→ SELECTED PASSAGE
————

Remember the old saying "If it wasn't for bad luck, I'd have no luck at all"? That was coined to describe the average Vance turkey season.
I won't say that I have bad luck turkey hunting, but consider this: in the past three seasons other hunters have shot more birds that I was calling than I have.
My shotgun shells have tarnish on them that brass cleaner couldn't touch. It is the tarnish of utter defeat. You can't swab that off with chemicals. It goes right to the soul of those No. 6 turkey loads. They are ashamed to be seen with me.
There is no logical reason I don't kill turkeys, other than a curse laid on an Irish ancestor in the prehistoric days. I am not superstitious-knock on wood-but I won't discount the possibility that some Hibernian witch got ticked off at my grandfather 100 times removed and I suffer the results.
St. Louisan T.S. Eliot once wrote, "Let me count the days..." So here they are:
Four days of hunting doesn't seem like a long time if you are the featured guest at a hanging or trying to scrape together enough money to pay your taxes, but in the turkey woods it's a lifetime.
First day: High hopes, that eternal optimism that leads me to believe that I will drop a gobbler slightly larger than a Cape buffalo five minutes after sunrise.
I bound from bed at 4 a.m., two hours before first light. This gives me time to throw on my clothing, drive gravel roads like James Bond running from bad guys, jog 1.5 miles over uneven ground through sprout thickets laced with thorns so I can find a lumpy spot under a cedar tree that leaks itchy needles down my neck and then wait in the dark for more than an hour.

————

→ REQUIRED WORK
1 - In the turkey-hunting column, at what hour does the writer get out of bed on the first day?
2 - Continue the turkey-hunting column from the point where it stops.

→ DATA LINES
————

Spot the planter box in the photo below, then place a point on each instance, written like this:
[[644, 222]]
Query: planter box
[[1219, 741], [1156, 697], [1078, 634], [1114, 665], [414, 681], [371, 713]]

————

→ TASK-BY-TASK ANSWERS
1 - At 4 a.m., two hours before first light.

2 -
I know that a gobbler is roosted 60 yards from my clever hide. This gobbler will come to my call like Teddy Roosevelt going up San Juan Hill, and I'll have to shoot in self defense.
I am determined to stay in the woods until the last tick of the clock. I will outwait them. I have an orange and a pocketful of breakfast bars that taste (as I try one) like something rescued from the dog's dish. But they stop the stomach rumbling that threatens to become louder than my plaintive love starved hen calls.
My love-starved hen is becoming increasingly petulant as no one answers. It's as if Michelle Pfeiffer walked into an Army barracks and asked if anyone were interested in a date and they all said "Naah, we'd rather spit-shine our boots."
A great horned owl drifts across the field ahead of me, and meadow mice cower as if the Angel of Death were close by which, for them, it is.
A stately squadron of five great blue herons floats past, flying as precisely as the Navy's Blue Angel aerobatics team. But no turkeys.
Ten o'clock comes and goes, then 11 o'clock comes and I go. I feel like Joe Dimaggio practiced his swing on my lower back for the legendary 56-game hitting streak. I go home and vow that tomorrow will be different.
Day Two is different; it is worse. I took a 2-mile hike listening for throbbing gobblers on opening day. Today it's three miles, and most of it is uphill. It is an axiom of hunting that if you're tired, the vehicle will be uphill for the last mile, even if you parked it in the Grand Canyon.
I jump two deer and one stops to look at me as if it can't believe its eyes. This tottering wreck is a hunter? I am walking hunched over because my back feels as if someone is playing "Dem Bones" on my vertebra, using a jackhammer.
A box turtle, covered with dried mud, looks up at me with a suspicious eye. What a way to greet spring after a long hibernation in the ground-dig out and the first thing you see is a shambling creature right out of 1950s horror movie.
A woodcock flushes at my feet, and I track him with the Model 12 and mutter "dead bird." But he isn't, and neither is the imaginary turkey that I expected to call in front of the elderly gun.
Day Three: "Okay," I mumbled to the Kingdom of Turkeydom in general, "if that's the way you want to play it..."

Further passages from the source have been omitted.